▸ Given problem
Turn the entries below into a JSON list of strings, one string per line with blank lines left out, covering only the part that runs from the start of the entries through the line containing "[0,171,855,409]", both ends included.

▸ Data lines
◇ ◇ ◇ ◇
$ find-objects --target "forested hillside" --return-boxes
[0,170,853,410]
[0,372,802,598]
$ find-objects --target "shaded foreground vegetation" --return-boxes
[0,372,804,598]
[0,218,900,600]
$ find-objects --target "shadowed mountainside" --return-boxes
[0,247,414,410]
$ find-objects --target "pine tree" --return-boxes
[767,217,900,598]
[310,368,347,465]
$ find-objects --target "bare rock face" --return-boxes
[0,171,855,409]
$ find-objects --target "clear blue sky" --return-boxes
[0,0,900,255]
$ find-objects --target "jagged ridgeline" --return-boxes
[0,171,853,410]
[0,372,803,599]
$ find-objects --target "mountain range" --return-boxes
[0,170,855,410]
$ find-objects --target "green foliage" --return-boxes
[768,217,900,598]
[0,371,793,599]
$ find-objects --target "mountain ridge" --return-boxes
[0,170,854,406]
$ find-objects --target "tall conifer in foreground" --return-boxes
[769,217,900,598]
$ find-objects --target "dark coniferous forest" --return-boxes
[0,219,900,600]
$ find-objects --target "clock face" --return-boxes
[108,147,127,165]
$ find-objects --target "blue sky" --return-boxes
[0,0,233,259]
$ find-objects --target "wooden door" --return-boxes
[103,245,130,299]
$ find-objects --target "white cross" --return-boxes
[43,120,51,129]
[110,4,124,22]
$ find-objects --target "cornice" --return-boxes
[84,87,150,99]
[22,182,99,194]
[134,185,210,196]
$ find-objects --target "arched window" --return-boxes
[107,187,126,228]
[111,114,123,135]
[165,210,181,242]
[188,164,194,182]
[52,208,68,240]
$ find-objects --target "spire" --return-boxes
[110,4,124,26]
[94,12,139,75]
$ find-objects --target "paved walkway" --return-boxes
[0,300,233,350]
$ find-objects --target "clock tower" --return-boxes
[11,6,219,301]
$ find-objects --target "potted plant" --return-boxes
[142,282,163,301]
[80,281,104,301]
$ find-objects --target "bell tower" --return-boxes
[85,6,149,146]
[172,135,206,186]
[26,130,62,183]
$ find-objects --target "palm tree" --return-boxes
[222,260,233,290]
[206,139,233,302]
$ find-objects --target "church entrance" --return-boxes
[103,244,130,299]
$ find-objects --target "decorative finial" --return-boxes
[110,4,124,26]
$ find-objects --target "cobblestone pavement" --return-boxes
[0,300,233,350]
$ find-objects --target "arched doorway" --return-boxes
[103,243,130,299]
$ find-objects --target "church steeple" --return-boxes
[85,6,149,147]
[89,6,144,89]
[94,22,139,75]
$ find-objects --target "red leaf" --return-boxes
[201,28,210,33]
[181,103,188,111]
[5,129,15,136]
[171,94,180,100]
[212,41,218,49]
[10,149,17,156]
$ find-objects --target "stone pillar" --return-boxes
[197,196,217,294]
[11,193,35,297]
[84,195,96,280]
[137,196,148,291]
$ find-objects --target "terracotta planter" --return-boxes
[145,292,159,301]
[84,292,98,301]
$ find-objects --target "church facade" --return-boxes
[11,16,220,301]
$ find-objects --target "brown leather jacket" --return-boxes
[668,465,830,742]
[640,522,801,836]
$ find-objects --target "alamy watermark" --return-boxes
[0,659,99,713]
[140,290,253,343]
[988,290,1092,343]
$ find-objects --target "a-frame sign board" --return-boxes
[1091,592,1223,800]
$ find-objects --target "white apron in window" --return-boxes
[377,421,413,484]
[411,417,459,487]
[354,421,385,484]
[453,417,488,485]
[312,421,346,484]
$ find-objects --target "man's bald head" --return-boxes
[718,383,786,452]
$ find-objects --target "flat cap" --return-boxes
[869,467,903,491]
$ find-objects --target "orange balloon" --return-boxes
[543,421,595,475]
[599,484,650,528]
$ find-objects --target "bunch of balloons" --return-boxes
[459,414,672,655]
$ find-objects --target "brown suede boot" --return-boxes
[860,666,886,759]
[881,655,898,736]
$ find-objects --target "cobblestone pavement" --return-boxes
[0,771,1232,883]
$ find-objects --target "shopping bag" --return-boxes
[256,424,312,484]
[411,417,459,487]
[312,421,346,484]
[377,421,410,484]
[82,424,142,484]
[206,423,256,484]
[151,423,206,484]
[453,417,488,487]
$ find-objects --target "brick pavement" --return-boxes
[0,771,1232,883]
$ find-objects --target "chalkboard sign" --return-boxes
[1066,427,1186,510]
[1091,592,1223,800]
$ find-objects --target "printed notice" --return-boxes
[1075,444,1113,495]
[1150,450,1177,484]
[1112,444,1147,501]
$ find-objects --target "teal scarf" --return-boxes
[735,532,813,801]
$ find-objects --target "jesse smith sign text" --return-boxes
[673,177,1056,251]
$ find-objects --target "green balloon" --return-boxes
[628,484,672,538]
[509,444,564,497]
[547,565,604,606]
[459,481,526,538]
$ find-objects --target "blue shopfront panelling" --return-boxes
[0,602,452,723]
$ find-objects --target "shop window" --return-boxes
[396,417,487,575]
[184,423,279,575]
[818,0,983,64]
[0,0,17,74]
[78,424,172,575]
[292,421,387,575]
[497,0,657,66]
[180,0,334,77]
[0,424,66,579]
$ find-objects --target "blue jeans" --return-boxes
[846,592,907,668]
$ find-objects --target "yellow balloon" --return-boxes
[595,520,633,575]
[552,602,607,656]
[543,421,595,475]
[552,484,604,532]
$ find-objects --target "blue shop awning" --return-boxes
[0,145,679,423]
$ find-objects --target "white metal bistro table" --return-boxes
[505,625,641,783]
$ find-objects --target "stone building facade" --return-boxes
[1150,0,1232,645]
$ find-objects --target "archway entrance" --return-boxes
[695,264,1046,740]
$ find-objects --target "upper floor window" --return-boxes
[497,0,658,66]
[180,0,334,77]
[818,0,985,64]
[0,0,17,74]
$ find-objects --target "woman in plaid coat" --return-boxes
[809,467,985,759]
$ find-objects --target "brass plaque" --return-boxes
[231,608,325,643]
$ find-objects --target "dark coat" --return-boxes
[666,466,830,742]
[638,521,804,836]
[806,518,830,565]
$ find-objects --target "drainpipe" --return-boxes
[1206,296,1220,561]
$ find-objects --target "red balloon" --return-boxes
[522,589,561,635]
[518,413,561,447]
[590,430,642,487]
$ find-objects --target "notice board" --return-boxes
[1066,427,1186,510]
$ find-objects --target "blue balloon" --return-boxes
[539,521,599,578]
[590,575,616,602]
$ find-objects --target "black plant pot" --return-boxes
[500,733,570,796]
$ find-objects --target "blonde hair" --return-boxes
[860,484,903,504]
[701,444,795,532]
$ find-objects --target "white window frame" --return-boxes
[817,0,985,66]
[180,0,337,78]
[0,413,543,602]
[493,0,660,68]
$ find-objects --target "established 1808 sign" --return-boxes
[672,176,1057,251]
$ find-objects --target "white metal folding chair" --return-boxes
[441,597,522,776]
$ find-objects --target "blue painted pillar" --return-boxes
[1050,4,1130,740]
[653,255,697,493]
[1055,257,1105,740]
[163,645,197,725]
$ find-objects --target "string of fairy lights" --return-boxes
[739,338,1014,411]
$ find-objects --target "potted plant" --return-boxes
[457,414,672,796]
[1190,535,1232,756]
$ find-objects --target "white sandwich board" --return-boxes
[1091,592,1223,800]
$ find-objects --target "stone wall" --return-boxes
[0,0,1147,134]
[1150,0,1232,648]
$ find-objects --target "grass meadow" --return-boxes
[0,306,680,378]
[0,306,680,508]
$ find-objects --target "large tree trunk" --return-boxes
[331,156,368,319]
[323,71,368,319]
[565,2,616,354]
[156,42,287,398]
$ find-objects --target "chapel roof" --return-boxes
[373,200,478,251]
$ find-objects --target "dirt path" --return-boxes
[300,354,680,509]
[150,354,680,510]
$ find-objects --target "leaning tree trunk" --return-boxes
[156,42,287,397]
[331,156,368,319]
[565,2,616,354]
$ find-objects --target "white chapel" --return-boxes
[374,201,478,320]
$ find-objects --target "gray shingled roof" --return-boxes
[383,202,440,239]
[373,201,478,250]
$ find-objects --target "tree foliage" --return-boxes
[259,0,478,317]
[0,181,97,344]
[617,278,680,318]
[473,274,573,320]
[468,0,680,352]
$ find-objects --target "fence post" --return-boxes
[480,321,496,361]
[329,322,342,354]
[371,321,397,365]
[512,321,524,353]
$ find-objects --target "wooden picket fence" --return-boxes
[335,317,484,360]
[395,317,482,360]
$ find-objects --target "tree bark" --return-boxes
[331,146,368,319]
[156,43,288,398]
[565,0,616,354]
◇ ◇ ◇ ◇
▸ Result
[
  "$ find-objects --target \"forested hillside\" --return-boxes",
  "[0,170,853,410]",
  "[0,372,802,598]",
  "$ find-objects --target \"shaded foreground vegetation\" --return-boxes",
  "[0,372,804,598]",
  "[0,218,900,600]",
  "$ find-objects --target \"shadowed mountainside\" --return-boxes",
  "[0,247,414,410]",
  "$ find-objects --target \"pine tree\" --return-boxes",
  "[767,217,900,598]",
  "[310,368,347,465]",
  "$ find-objects --target \"bare rock face\" --return-boxes",
  "[0,171,855,409]"
]